===== Source material

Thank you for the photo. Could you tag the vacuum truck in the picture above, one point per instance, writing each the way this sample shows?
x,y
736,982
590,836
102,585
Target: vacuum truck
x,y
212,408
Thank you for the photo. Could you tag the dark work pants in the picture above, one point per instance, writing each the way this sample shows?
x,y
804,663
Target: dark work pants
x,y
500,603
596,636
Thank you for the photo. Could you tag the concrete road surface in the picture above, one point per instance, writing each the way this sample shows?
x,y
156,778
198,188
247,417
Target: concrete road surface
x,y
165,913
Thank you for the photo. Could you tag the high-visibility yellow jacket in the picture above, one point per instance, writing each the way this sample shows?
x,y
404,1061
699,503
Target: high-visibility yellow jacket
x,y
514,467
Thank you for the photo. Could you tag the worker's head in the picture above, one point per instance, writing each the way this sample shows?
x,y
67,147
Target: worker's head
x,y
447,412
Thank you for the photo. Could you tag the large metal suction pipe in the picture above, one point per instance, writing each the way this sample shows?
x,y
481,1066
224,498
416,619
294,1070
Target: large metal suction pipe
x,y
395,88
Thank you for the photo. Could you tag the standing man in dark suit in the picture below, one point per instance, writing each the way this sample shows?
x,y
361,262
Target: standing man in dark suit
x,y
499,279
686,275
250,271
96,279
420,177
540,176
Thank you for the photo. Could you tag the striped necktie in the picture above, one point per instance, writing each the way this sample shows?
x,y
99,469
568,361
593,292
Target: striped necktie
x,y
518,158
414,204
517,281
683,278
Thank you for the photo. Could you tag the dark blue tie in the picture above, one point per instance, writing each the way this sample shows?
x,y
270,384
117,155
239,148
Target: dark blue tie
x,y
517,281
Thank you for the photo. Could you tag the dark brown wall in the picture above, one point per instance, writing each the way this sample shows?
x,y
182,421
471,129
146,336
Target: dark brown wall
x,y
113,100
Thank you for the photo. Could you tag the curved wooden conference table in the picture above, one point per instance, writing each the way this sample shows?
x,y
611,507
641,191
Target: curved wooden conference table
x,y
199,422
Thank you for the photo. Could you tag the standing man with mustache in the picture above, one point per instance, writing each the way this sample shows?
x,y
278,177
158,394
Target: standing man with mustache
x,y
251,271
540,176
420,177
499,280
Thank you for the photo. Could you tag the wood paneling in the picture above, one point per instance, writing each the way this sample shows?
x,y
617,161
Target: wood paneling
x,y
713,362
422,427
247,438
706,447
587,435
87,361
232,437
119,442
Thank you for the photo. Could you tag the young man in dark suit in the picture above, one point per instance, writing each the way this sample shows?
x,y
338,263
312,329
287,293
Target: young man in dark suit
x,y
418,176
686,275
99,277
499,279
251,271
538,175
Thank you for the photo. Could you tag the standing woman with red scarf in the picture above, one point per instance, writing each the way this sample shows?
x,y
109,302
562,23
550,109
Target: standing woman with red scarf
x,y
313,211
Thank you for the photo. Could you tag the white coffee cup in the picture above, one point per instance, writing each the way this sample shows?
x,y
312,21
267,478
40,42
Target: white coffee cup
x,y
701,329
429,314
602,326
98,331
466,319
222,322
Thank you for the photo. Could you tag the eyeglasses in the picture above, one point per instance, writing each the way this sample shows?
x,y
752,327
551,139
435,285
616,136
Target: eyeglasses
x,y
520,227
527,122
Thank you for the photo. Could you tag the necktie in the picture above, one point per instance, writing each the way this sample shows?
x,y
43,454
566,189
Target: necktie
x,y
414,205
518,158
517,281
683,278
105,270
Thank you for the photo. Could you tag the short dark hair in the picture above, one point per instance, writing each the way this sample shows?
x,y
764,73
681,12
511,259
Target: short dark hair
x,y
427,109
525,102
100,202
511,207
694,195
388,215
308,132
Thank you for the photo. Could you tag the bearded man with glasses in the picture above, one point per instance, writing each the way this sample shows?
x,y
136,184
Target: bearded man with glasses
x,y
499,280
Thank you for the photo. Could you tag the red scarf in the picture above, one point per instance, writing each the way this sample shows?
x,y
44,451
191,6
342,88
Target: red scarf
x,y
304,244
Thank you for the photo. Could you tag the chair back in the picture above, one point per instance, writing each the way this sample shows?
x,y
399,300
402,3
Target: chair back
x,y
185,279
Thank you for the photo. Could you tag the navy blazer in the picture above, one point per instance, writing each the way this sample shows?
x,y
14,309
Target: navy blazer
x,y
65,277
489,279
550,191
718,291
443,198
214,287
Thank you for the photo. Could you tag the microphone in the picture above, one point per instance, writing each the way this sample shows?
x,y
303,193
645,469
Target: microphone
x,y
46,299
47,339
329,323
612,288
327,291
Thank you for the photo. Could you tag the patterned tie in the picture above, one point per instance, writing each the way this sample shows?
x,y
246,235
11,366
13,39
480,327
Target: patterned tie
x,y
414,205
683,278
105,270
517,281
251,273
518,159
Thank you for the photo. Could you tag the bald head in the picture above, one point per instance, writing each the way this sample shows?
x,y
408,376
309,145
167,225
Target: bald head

==========
===== Source material

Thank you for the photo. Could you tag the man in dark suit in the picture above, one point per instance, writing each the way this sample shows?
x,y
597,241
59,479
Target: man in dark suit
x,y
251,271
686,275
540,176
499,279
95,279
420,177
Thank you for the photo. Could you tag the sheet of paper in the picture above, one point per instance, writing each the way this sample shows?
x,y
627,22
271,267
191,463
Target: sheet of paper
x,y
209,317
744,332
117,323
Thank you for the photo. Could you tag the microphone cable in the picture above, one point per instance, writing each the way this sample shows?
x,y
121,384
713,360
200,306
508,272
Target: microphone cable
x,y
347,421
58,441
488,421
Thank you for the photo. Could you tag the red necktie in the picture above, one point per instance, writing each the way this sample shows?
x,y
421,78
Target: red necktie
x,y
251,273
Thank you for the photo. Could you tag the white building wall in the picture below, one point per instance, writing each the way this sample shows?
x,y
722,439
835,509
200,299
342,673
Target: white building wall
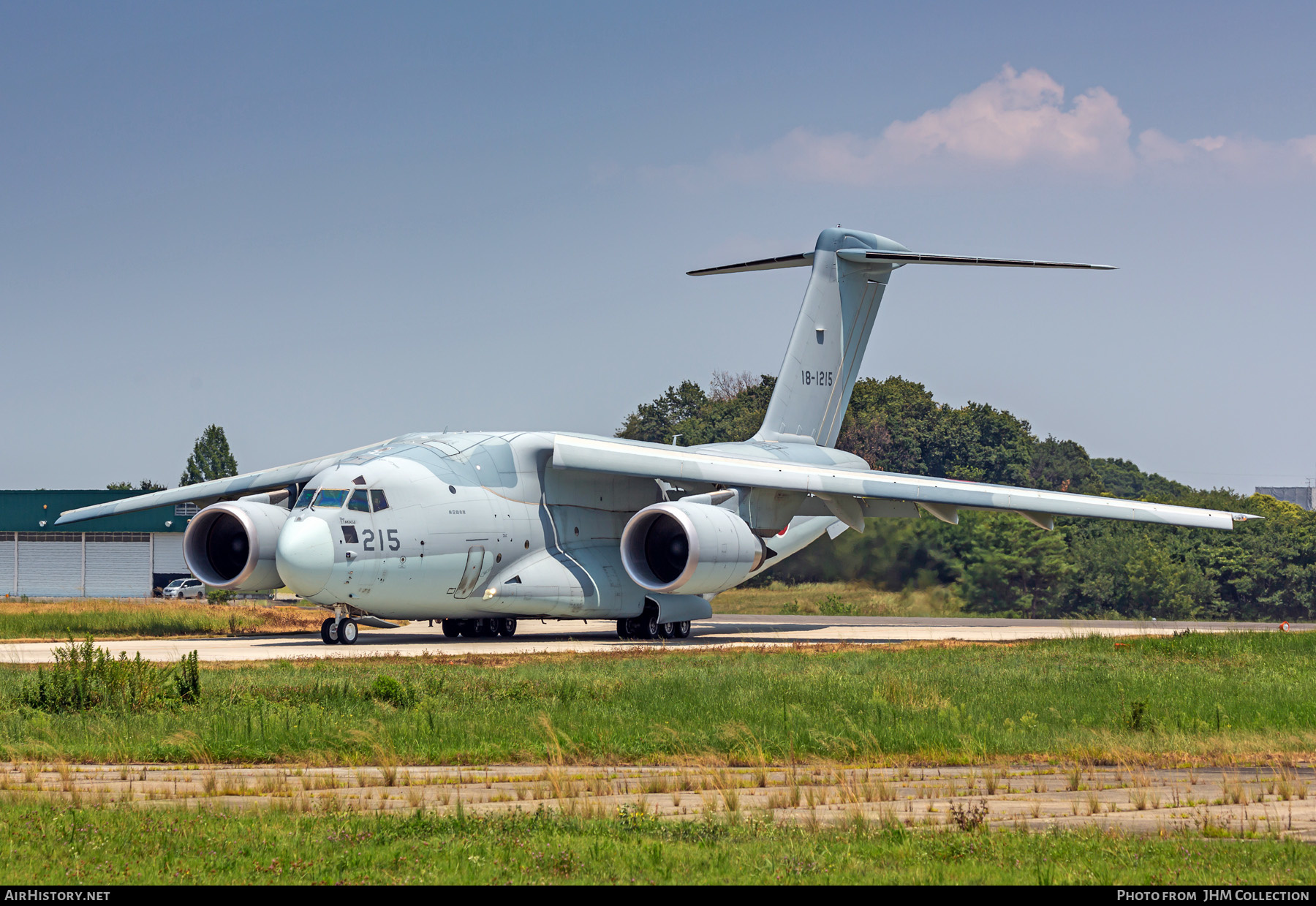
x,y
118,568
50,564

==========
===== Source material

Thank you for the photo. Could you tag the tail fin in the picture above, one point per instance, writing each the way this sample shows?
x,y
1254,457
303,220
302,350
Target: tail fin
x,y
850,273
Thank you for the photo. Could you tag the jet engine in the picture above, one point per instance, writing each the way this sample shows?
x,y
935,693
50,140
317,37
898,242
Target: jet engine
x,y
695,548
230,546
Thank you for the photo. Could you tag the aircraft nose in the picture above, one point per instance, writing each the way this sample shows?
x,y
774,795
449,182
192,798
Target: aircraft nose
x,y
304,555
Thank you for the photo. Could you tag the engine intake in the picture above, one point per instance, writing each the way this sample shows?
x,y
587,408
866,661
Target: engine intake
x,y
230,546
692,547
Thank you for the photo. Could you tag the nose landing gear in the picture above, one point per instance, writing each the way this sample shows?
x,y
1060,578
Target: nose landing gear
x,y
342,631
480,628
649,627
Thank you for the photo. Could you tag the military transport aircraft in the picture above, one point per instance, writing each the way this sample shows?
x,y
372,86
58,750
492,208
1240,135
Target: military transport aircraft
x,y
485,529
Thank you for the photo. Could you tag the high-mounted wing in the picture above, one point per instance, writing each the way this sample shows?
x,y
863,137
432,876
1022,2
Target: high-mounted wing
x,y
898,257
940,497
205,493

==========

The result should be every line that contains "below", copied from the entries.

Thank you for the photo. Could you tag the standing man in dark suit in the picture below, one point per instance, writing each the way this sample shows?
Thank you for the photo. Could you tag the white building wall in the picture below, one point per instance, writing each the way this sample shows?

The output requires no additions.